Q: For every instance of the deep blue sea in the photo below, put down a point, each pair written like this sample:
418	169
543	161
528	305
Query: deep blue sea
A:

#### [THE EXERCISE]
Recast every line of the records above as a numbered list, omitting any blank lines.

#### [EXERCISE OUTPUT]
1. Q: For every instance of the deep blue sea in the photo below, put down a point, each pair written like this sample:
2. 418	169
3. 543	161
4. 528	305
5. Query: deep blue sea
6. A:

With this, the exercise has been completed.